## Exercise task
Pull out every line in the records below that contains the word "yellow", copying each such line in full.

## Supplied data
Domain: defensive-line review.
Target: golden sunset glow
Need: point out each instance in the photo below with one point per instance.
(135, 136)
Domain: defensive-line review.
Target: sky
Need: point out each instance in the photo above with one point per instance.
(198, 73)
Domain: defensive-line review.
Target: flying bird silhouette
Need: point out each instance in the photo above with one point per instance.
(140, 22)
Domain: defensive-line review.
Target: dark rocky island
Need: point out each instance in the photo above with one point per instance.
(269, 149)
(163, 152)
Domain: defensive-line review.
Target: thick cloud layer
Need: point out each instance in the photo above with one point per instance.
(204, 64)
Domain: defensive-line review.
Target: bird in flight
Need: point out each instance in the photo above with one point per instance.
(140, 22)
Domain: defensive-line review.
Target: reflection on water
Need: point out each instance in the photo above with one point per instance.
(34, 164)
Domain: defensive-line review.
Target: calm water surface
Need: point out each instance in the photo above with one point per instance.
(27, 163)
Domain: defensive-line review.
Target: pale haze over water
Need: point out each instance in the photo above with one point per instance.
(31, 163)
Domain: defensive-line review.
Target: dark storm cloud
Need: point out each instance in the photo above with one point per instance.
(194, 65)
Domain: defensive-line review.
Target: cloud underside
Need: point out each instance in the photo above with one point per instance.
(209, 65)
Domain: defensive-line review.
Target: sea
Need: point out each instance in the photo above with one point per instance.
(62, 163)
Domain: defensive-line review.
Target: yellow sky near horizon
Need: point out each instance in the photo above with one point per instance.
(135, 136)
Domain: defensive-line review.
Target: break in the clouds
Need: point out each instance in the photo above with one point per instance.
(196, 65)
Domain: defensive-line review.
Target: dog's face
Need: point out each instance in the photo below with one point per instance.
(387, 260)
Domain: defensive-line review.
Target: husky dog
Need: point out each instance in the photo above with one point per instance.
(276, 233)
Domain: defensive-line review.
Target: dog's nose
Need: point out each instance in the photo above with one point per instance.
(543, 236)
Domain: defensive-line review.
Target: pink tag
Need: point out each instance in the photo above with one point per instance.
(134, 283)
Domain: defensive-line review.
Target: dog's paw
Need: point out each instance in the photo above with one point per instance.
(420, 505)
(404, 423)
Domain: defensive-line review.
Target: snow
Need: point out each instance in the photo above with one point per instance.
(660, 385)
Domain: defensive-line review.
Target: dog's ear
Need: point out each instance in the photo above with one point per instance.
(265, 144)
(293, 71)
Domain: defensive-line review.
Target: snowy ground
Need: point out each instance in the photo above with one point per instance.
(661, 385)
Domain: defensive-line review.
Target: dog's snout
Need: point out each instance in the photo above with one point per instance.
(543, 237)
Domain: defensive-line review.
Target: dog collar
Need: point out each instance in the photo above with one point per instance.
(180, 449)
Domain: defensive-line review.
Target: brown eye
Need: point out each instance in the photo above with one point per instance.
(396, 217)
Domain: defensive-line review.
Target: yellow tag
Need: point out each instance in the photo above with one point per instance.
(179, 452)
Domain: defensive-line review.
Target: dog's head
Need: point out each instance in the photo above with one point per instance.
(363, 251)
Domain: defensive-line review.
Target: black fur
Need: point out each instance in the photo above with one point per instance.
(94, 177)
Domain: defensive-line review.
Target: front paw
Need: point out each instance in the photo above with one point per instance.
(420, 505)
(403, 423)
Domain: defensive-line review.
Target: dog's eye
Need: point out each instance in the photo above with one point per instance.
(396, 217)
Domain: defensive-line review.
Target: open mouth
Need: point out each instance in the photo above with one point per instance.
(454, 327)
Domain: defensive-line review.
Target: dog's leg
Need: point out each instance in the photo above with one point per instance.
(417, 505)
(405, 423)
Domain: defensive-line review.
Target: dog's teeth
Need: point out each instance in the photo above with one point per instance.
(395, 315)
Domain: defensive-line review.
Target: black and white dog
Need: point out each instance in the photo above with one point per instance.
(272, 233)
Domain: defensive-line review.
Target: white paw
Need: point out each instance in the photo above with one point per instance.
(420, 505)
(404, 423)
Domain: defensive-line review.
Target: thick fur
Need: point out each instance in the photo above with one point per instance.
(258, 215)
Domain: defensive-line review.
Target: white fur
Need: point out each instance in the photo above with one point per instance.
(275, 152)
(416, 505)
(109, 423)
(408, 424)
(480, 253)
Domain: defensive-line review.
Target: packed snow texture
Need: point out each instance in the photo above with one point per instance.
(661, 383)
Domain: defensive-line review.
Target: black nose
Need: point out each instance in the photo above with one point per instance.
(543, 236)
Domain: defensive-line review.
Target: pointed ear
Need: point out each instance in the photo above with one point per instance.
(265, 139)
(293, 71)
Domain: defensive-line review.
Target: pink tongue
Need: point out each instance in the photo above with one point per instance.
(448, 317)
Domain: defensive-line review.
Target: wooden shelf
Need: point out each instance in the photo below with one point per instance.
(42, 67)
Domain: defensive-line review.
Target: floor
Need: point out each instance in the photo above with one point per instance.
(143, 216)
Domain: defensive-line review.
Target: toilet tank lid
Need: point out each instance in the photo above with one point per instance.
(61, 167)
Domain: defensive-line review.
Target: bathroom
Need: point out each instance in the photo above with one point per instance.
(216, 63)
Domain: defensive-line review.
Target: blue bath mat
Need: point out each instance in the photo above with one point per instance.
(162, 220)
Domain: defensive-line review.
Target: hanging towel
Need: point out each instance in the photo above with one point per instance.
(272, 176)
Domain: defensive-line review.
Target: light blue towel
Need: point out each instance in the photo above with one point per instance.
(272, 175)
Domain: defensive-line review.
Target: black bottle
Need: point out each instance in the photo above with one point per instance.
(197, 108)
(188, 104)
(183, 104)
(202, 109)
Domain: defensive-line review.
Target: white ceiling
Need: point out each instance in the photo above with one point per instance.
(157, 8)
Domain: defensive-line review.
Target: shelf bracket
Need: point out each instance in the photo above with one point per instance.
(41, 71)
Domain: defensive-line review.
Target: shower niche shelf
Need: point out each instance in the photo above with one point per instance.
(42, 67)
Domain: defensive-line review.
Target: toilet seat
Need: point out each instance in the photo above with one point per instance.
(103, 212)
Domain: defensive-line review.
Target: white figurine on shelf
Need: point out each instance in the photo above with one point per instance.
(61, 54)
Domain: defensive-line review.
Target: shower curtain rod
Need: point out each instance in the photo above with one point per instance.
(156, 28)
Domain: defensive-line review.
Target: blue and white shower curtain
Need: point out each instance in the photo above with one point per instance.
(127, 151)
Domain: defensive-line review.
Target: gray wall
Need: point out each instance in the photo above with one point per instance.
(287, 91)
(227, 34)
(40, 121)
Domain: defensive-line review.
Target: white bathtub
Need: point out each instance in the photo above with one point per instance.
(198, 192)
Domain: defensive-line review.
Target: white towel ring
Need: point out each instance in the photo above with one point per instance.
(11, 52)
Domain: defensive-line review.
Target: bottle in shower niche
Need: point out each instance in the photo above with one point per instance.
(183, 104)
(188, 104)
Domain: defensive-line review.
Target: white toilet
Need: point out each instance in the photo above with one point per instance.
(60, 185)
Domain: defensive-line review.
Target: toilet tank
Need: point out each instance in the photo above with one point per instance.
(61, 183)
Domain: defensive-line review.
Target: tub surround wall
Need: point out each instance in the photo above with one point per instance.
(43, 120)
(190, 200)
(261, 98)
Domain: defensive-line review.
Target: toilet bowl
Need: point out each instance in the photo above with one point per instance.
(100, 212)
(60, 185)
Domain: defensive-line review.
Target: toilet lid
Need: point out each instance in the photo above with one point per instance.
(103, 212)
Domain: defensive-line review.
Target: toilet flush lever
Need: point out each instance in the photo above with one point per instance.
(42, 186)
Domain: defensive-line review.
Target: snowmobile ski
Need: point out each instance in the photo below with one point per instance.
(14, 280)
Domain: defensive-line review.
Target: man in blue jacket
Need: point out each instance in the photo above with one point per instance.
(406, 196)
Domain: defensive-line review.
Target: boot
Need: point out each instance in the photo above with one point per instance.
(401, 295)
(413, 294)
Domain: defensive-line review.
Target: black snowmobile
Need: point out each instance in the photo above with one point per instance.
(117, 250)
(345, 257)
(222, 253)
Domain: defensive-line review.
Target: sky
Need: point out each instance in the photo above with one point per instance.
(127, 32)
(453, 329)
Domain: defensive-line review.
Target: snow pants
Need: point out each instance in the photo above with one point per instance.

## Result for this exercise
Target: yellow sky near horizon
Target: yellow tag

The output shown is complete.